What to work on:
Using the data below, work out how many lines contain the word "vent", then state that number without comment.

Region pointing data
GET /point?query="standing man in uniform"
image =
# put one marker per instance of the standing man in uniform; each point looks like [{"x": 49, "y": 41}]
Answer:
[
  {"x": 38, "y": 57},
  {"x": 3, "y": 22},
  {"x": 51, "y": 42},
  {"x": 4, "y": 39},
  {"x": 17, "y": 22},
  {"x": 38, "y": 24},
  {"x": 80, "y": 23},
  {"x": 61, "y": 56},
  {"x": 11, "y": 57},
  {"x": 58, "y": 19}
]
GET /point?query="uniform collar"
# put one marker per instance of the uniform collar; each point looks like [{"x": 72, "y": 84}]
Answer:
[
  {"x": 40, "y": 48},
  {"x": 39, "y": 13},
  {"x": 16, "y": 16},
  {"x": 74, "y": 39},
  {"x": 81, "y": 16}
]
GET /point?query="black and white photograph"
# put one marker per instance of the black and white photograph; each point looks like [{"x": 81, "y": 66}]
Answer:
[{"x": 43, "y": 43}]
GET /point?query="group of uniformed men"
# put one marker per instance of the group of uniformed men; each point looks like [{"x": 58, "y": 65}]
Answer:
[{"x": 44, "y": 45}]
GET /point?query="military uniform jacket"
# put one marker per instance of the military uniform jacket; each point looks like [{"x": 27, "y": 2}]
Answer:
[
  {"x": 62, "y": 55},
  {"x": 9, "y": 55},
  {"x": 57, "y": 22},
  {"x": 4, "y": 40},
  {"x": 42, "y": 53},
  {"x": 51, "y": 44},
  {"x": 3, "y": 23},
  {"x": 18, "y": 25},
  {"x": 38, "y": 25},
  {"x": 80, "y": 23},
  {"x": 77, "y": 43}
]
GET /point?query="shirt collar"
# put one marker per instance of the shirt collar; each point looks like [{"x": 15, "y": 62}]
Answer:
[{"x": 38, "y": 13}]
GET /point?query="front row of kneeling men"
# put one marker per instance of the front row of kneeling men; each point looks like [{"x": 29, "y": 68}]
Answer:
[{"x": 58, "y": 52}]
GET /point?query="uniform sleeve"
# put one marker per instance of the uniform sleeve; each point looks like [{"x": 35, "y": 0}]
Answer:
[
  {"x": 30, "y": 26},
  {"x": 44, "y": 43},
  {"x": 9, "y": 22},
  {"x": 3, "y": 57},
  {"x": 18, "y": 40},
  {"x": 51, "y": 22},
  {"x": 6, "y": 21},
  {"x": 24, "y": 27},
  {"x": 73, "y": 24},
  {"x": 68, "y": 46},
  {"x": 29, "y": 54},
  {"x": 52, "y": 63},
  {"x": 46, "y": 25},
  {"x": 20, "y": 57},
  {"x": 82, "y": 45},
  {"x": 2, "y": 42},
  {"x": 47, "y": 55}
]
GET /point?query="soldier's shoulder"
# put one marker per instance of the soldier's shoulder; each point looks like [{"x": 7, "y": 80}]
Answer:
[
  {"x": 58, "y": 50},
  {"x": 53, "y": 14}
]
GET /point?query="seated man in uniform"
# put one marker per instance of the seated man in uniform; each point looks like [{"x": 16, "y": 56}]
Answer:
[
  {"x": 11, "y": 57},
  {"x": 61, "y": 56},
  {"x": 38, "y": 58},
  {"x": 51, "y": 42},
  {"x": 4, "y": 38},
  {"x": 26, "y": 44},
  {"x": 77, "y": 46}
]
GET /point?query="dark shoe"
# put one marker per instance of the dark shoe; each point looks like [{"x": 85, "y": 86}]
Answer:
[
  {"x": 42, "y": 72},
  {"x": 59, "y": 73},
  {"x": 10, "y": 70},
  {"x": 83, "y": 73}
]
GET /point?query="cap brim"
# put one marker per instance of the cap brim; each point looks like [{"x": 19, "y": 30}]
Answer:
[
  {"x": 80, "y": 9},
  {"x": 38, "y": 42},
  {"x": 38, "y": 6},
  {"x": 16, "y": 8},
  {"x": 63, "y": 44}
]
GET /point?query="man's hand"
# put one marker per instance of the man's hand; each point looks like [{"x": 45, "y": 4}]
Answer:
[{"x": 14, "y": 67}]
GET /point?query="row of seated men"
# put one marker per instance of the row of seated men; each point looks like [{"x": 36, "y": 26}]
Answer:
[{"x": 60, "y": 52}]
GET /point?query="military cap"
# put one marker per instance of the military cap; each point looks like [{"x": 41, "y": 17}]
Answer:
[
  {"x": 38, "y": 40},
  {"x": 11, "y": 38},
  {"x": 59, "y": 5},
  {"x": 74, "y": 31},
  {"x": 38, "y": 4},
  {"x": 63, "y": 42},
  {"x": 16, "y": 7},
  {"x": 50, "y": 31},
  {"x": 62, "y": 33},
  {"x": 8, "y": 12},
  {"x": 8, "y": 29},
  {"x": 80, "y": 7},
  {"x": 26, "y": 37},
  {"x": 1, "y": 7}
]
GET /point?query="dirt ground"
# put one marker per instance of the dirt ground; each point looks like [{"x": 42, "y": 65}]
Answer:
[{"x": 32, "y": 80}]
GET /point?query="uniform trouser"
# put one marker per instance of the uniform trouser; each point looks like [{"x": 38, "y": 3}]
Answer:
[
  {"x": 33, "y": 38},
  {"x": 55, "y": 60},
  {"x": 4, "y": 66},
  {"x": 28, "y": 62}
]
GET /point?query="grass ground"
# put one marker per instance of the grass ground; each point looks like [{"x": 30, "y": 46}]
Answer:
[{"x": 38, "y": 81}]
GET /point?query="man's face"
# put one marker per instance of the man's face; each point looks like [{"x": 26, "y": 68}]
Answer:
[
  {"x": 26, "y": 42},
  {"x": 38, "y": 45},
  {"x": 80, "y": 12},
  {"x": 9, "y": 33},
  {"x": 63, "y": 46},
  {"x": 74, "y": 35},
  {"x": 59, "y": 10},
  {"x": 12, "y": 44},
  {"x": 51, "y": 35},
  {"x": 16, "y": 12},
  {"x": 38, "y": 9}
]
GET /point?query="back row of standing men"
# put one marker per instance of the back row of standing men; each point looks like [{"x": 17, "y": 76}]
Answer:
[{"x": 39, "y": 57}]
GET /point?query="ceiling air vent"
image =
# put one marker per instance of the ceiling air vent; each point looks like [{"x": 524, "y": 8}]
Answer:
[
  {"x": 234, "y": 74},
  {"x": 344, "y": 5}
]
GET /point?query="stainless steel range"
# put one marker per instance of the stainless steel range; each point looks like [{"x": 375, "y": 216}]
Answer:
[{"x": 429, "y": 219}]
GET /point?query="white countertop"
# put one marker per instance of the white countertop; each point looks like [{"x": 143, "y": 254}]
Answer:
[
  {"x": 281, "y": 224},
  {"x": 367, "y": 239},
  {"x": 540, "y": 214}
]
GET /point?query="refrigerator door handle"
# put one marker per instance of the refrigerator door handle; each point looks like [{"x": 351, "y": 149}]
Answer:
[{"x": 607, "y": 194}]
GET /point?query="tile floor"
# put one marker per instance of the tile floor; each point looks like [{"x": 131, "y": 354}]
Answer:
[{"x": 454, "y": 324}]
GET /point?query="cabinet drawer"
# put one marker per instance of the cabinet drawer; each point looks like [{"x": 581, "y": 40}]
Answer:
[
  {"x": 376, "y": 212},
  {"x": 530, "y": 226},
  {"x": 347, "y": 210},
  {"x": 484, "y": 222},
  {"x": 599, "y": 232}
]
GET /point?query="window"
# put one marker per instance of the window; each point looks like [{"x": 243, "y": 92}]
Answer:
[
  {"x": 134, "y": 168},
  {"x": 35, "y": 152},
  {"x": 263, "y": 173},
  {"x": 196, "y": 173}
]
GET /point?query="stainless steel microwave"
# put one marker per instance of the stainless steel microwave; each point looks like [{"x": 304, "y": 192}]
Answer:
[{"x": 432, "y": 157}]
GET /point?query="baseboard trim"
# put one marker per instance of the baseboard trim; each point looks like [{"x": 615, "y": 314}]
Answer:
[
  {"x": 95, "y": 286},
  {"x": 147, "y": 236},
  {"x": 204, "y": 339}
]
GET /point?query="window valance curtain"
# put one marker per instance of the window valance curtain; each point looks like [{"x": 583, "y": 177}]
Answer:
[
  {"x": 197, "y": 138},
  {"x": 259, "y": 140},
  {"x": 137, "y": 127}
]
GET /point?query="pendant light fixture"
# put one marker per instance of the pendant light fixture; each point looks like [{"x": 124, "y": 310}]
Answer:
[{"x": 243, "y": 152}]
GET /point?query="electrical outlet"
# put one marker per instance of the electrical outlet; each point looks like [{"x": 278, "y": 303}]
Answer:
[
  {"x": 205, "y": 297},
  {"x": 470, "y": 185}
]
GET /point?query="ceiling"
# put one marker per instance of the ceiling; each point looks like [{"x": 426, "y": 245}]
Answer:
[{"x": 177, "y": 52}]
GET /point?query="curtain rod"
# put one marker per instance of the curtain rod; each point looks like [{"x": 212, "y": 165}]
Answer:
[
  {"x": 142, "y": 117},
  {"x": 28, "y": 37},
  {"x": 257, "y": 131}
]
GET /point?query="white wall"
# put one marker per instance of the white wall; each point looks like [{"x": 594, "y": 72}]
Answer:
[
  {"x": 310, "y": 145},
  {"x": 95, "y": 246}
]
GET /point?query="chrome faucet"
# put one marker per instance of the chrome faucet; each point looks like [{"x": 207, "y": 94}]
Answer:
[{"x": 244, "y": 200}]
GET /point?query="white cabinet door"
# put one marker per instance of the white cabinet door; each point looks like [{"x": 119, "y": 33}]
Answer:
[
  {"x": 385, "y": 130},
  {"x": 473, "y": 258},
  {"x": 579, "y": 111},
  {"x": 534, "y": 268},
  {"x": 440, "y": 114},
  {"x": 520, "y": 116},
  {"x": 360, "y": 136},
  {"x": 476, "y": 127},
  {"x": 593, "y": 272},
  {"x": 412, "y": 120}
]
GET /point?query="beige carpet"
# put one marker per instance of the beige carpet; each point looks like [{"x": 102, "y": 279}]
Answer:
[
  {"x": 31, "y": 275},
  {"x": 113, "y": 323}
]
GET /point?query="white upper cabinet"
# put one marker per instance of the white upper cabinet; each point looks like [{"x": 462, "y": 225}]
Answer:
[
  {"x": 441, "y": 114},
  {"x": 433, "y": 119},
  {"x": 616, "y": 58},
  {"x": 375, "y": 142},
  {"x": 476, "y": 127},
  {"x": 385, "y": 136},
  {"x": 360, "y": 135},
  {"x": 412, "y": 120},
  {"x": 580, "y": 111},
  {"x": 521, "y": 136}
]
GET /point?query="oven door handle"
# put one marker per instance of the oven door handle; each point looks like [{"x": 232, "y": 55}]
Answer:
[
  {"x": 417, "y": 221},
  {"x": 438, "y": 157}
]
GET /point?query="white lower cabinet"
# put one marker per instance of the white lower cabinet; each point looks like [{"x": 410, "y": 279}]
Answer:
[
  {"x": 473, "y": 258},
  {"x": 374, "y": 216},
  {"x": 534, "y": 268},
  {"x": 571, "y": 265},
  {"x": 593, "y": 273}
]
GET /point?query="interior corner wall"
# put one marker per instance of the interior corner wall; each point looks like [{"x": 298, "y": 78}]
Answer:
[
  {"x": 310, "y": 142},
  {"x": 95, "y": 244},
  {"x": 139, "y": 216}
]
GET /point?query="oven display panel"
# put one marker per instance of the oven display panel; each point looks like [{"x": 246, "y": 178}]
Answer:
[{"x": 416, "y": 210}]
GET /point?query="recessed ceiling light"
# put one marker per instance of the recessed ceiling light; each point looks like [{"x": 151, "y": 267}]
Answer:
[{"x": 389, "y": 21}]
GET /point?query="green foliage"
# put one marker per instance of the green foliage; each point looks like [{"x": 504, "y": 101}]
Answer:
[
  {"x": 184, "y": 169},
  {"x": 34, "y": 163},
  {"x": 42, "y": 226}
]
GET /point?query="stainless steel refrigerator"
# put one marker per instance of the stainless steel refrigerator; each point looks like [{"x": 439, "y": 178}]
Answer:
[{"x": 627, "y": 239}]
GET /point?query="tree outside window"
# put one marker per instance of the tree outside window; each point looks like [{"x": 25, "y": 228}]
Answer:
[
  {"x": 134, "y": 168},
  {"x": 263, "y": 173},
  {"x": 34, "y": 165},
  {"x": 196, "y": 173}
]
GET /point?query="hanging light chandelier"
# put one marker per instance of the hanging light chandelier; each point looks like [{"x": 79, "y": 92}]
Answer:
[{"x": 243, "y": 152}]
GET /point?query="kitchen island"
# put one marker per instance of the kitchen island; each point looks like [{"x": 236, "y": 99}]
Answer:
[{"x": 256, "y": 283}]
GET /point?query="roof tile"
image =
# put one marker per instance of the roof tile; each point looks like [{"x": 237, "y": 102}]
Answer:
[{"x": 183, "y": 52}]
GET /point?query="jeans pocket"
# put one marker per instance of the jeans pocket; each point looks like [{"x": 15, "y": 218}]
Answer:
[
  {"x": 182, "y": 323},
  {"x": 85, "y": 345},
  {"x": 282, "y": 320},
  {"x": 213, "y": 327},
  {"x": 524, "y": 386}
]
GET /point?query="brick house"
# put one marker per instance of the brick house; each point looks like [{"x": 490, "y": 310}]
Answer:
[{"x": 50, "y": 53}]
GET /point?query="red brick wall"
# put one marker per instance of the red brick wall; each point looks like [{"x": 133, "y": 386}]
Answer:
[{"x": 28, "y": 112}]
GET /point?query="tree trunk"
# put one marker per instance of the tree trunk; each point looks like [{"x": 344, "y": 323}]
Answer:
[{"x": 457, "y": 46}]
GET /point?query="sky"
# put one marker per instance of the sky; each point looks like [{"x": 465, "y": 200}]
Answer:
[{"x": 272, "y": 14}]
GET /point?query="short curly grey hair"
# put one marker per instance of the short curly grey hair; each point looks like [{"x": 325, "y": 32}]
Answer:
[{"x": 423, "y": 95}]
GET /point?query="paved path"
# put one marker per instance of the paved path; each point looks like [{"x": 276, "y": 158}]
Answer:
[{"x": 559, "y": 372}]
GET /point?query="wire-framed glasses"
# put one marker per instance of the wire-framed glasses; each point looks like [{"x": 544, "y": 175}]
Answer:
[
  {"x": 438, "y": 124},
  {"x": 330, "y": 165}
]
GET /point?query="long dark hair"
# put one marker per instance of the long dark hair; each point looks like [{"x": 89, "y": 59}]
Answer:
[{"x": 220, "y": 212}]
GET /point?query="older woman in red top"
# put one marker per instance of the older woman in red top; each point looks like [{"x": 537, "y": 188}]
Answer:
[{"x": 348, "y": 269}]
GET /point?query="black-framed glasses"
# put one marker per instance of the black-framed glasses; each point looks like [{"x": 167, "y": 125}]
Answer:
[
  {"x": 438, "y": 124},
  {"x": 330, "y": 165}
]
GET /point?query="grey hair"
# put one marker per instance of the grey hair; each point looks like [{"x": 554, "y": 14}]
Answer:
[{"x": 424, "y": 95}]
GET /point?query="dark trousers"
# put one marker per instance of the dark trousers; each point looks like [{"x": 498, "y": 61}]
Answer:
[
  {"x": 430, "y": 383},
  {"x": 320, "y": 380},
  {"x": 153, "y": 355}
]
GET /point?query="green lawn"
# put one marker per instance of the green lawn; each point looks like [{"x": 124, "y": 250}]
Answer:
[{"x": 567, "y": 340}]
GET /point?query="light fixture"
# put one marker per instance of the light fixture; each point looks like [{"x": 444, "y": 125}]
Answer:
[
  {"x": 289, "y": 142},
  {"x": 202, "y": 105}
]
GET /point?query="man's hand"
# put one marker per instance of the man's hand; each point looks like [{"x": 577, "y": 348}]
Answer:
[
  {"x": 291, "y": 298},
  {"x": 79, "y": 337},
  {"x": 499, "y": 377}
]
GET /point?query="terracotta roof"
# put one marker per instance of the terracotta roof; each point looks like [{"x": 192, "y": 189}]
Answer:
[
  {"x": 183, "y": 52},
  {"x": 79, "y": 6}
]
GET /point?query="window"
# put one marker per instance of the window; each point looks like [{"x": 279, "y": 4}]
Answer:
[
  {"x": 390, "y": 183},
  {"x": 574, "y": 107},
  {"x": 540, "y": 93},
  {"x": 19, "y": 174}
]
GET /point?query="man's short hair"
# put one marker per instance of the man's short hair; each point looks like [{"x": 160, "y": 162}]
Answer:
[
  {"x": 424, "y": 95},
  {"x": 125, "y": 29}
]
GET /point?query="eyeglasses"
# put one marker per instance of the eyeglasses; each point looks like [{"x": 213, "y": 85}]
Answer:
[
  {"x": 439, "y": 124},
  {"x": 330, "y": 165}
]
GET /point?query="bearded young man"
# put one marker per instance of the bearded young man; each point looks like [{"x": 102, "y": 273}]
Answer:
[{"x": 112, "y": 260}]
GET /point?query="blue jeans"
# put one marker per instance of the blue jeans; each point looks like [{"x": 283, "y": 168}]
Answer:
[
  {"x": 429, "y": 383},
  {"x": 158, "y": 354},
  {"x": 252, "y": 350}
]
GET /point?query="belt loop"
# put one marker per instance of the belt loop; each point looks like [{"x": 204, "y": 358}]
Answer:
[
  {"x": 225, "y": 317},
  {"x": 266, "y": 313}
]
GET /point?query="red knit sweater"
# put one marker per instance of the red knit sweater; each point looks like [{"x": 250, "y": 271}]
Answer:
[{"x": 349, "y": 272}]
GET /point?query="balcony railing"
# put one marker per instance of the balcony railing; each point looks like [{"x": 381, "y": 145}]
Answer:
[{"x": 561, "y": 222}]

Expected answer:
2